● WORK REQUIRED
In the listing that follows, the lines starting at the one containing "Mark one point on every instance of the tree with" and ending at the one containing "Mark one point on every instance of the rear passenger" are to be returned exactly, both boundary lines included, and no others.

>>>>

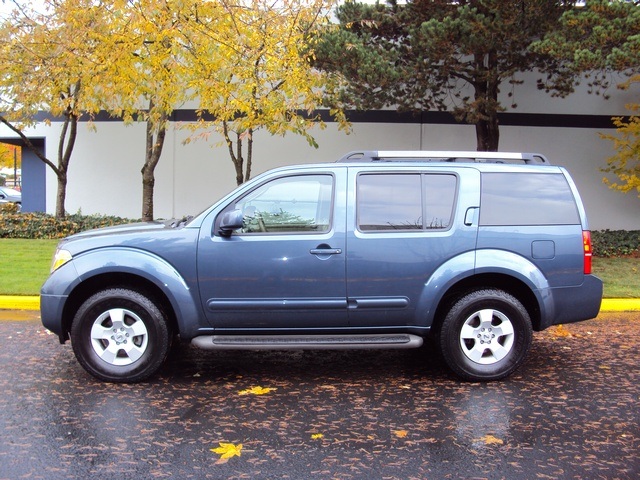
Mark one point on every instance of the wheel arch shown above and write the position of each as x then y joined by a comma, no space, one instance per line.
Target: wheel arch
507,283
137,283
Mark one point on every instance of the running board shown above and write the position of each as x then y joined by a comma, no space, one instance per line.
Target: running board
306,342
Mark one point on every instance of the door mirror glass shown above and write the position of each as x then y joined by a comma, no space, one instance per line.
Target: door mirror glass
230,221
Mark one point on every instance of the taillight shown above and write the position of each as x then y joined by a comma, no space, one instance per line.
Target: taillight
586,245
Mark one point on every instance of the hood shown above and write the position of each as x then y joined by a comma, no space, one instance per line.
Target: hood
140,227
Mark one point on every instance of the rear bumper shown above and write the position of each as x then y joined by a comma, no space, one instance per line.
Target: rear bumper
575,304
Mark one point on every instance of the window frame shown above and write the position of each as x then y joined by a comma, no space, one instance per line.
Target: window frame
423,202
232,205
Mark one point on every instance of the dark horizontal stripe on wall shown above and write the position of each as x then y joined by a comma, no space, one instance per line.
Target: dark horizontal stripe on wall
392,116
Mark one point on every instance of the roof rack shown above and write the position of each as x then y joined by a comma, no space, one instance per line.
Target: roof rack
444,156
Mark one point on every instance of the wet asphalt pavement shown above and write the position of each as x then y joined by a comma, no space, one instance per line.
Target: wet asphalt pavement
571,412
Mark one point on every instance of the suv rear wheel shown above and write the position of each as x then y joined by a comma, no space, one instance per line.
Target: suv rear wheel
485,335
120,335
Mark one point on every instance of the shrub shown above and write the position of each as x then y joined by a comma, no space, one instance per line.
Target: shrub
42,225
616,243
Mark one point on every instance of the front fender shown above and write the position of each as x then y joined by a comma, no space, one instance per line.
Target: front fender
129,261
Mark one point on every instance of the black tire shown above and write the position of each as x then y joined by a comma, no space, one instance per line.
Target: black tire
485,335
120,335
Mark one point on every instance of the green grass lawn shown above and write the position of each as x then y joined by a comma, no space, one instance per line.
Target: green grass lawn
24,266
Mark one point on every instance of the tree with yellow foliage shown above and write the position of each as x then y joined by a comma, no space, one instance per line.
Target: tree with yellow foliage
251,64
625,164
49,62
146,77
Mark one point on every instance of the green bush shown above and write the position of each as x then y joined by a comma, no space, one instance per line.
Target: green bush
42,225
615,243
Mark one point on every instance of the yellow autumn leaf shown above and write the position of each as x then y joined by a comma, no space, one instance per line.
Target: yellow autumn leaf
227,451
491,440
256,391
560,331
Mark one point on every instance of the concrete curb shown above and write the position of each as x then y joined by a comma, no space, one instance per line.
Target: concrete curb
33,303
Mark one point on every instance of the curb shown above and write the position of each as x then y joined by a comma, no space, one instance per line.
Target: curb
33,303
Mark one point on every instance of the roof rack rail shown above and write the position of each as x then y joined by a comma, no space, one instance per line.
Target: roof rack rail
444,156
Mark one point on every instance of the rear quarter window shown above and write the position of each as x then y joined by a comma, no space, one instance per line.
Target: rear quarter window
527,199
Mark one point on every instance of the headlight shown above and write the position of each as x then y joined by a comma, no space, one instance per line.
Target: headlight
60,258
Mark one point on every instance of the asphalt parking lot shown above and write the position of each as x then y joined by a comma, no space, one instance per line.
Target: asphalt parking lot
571,412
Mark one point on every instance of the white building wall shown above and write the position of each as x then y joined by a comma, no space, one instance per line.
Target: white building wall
105,178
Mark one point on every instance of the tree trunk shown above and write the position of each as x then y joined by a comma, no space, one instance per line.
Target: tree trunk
64,156
486,101
155,141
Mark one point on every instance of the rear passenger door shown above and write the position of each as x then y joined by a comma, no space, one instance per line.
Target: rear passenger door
534,215
403,225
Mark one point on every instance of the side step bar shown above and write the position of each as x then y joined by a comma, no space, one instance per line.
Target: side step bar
306,342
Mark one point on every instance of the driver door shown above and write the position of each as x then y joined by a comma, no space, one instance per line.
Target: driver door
285,268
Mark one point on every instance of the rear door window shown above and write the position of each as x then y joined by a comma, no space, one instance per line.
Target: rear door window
405,201
527,199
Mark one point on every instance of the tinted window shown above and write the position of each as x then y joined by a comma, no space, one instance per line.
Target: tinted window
289,204
405,201
440,194
527,199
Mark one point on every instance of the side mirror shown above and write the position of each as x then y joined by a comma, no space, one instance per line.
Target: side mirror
230,221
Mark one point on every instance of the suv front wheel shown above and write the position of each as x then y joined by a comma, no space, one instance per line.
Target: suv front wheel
120,335
485,335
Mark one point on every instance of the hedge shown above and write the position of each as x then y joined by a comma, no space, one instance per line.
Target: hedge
606,243
616,243
42,225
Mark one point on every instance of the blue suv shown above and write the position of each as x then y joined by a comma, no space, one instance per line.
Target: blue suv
377,250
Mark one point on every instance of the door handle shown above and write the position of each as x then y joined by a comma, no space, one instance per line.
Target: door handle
325,251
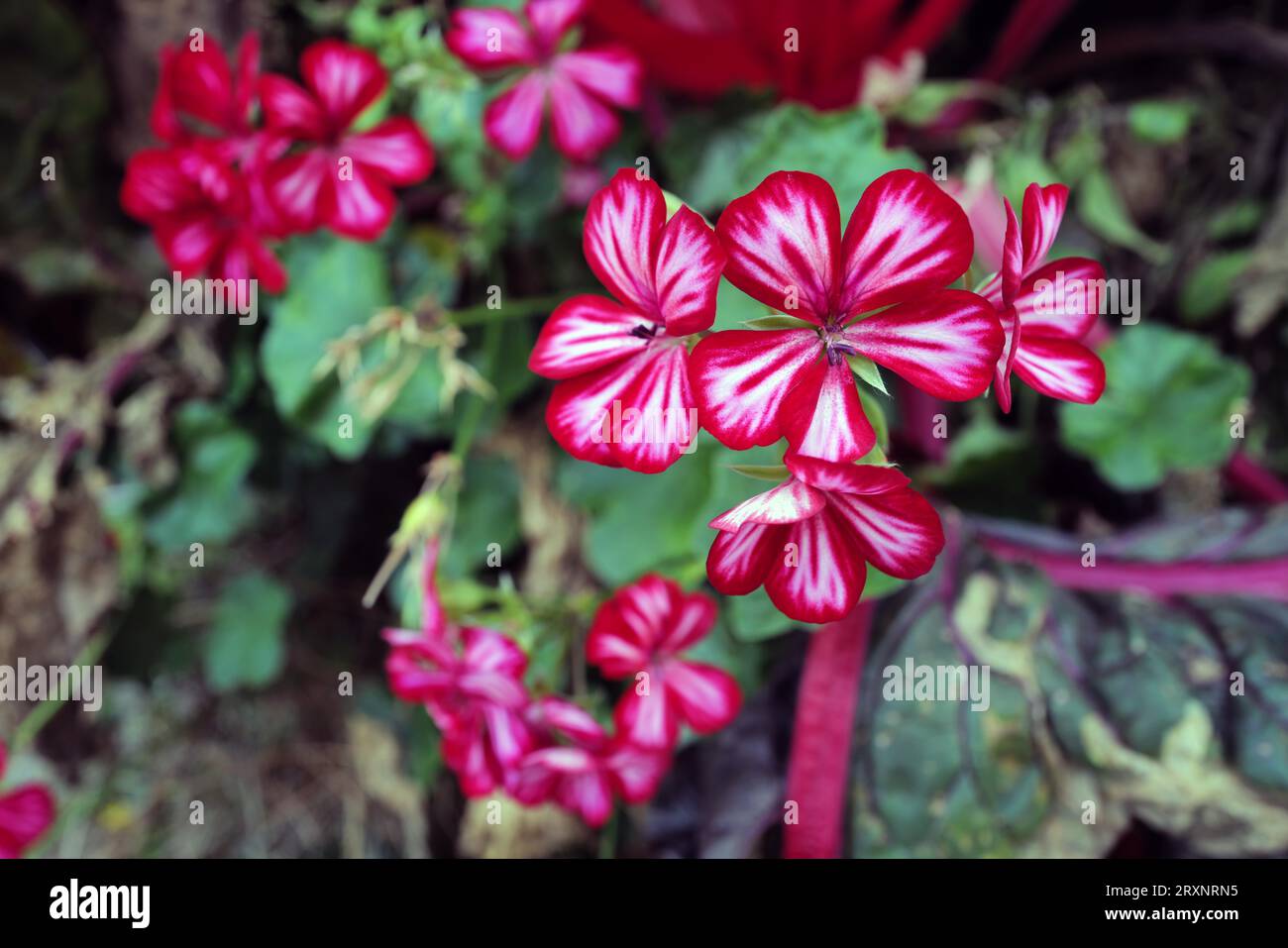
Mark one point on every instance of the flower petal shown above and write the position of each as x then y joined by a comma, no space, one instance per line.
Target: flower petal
787,502
1060,369
346,78
513,119
898,531
784,240
690,623
822,416
1043,209
739,562
690,263
644,716
906,239
818,575
395,147
612,73
945,344
848,478
359,202
488,39
1061,299
704,697
553,18
291,110
584,334
741,378
581,125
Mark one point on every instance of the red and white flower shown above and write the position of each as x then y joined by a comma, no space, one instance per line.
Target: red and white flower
639,634
26,813
580,86
905,243
583,768
623,397
1046,308
346,179
807,540
201,214
471,681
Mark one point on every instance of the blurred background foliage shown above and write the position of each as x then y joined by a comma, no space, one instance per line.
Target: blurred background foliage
297,454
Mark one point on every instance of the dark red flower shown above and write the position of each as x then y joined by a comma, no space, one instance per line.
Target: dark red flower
580,86
201,215
807,540
344,180
639,635
26,813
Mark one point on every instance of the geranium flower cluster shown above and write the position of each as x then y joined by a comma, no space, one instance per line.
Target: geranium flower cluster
580,88
638,375
250,158
26,813
496,736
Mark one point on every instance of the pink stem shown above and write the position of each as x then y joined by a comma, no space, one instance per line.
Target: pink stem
1258,578
819,768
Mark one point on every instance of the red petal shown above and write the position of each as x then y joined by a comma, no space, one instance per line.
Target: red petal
739,562
822,416
706,697
690,262
1061,299
513,119
290,108
295,185
848,478
647,720
741,378
1043,209
898,532
612,73
784,241
360,205
690,623
584,334
623,236
1060,369
395,147
25,815
818,574
553,18
906,239
344,78
581,125
789,502
489,39
945,344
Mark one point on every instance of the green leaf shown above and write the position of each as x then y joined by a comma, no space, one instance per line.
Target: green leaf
1210,286
844,147
867,369
778,322
246,643
1103,210
776,473
335,285
1167,404
210,501
1160,121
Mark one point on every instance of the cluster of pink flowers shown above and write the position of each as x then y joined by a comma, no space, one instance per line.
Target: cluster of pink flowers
496,736
250,158
26,813
876,291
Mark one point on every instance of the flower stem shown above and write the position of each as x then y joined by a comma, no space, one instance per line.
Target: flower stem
819,767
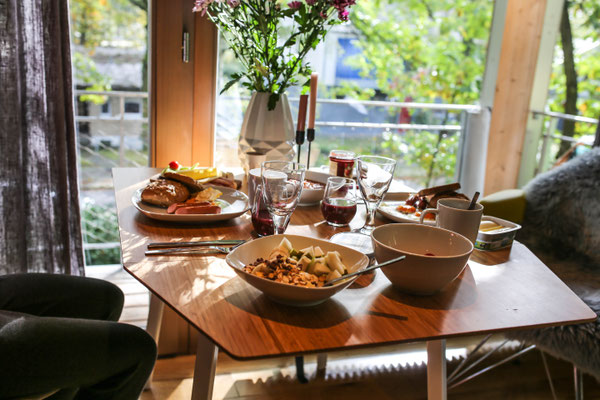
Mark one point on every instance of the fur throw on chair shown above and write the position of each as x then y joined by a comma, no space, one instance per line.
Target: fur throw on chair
562,226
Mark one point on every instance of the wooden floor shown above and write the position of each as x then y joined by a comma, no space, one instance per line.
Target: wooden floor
521,380
395,372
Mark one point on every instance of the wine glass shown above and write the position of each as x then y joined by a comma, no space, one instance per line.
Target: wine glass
282,183
339,203
374,175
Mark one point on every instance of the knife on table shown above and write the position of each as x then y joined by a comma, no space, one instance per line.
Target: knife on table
222,242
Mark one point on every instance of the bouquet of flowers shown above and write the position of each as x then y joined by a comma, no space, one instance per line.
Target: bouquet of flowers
271,38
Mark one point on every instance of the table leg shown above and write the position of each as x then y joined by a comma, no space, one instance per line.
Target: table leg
300,370
436,370
321,365
155,311
204,369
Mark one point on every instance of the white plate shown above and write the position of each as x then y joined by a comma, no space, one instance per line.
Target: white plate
290,294
233,204
387,208
311,197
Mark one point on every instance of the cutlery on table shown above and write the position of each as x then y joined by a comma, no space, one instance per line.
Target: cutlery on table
223,242
183,251
383,264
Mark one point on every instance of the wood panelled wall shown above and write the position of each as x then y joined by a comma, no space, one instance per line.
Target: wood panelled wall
520,45
183,99
183,93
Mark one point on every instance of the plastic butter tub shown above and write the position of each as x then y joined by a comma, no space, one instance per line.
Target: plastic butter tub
496,238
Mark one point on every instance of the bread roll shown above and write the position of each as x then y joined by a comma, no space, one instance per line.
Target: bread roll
164,192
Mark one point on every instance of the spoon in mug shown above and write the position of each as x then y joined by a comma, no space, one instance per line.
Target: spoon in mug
383,264
474,201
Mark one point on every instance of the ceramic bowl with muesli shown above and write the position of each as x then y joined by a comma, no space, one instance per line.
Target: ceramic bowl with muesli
293,269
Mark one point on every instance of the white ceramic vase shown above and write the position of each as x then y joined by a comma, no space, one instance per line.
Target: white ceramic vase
270,132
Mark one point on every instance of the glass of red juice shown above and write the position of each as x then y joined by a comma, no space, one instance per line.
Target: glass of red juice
261,218
339,202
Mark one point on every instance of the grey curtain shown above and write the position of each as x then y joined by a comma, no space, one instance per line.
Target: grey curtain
39,209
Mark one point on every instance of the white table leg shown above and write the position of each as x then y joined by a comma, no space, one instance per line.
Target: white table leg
155,311
321,365
436,370
204,369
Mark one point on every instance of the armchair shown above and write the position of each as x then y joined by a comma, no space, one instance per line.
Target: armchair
561,224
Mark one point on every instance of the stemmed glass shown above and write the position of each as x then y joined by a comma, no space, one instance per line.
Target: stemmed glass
374,175
282,183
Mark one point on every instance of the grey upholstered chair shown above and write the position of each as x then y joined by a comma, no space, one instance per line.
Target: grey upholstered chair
562,226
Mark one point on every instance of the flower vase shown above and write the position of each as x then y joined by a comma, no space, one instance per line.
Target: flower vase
268,132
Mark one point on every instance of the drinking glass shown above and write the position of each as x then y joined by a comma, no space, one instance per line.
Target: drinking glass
339,202
261,218
374,175
282,183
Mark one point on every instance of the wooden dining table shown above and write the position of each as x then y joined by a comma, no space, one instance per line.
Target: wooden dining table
498,291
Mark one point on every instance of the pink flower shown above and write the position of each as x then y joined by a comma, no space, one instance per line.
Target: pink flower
341,7
201,6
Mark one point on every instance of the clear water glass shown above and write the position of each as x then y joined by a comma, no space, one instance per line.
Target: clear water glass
374,175
339,202
282,183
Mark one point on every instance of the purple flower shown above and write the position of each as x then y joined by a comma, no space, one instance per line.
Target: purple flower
341,7
201,6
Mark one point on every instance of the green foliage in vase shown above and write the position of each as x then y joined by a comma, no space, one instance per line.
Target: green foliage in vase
271,39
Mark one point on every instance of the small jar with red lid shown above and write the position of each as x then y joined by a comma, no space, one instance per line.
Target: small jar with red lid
341,163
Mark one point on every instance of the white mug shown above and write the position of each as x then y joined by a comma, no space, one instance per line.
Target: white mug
454,215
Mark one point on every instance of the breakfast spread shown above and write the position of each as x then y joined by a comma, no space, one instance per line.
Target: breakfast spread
164,192
313,185
411,208
309,267
495,233
183,190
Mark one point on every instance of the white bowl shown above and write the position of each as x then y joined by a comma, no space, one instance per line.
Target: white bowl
420,273
314,196
289,294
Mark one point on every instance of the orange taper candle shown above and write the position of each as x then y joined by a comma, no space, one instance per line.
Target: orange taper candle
313,100
302,113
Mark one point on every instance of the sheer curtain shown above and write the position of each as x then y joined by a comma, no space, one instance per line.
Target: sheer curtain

<<<<

● RESPONSE TO THE TASK
Mark one point on every instance of the tree with yellow foliage shown above and write the position of each as x then y joined by a comma, no space, one instance per line.
Target: tree with yellow foliage
251,64
625,164
49,62
146,77
Mark one point on every instance of the green bush shown above and write the position of each as x then y joined by a comma, no space, one instance per line.
Target: green bush
42,225
615,243
Mark one point on every instance of the yellow autumn leaf shown above and write the position of each as x then y joined by a comma, no space, one instance per line.
Target: yellow autumn leaf
227,451
491,440
256,391
560,331
Mark one point on every instance of the concrete curb shown above and write the position of each as x then y joined by a comma, no space, one instance per line.
Target: concrete curb
33,303
Mark one point on every instance of the curb shown above and write the position of each as x then y joined by a comma, no space, one instance per line.
Target: curb
33,303
Mark one point on every instance of the roof rack rail shown above and write the position of each as x then y joined by a comma, no space, one instance per line.
Target: roof rack rail
444,156
Mark one point on every instance of the rear quarter window shown above and write the position of each as x then y joined by a comma, no space, one instance per line.
Target: rear quarter window
527,199
Mark one point on every instance of the headlight shown above and write the position of each as x then y joined by a comma, no space, one instance per line.
Target: headlight
60,258
Mark one point on every instance of the asphalt parking lot shown above and write the position of each as x then y joined by a comma, no space, one instance per line.
Target: asphalt parking lot
571,412
Mark one point on every instance of the white building wall shown above and write the position of each as x then y joined by a comma, no space, one instance per line.
Target: white building wall
105,178
Mark one point on every instance of the tree trunk shown above and write the position of each as x then y joined by a comma, no space, one instance per line.
Target: tree trunk
64,156
486,101
155,141
Mark one point on every instance of the rear passenger door shown above and write the position of each as x then y joined by a comma, no space, one instance per line.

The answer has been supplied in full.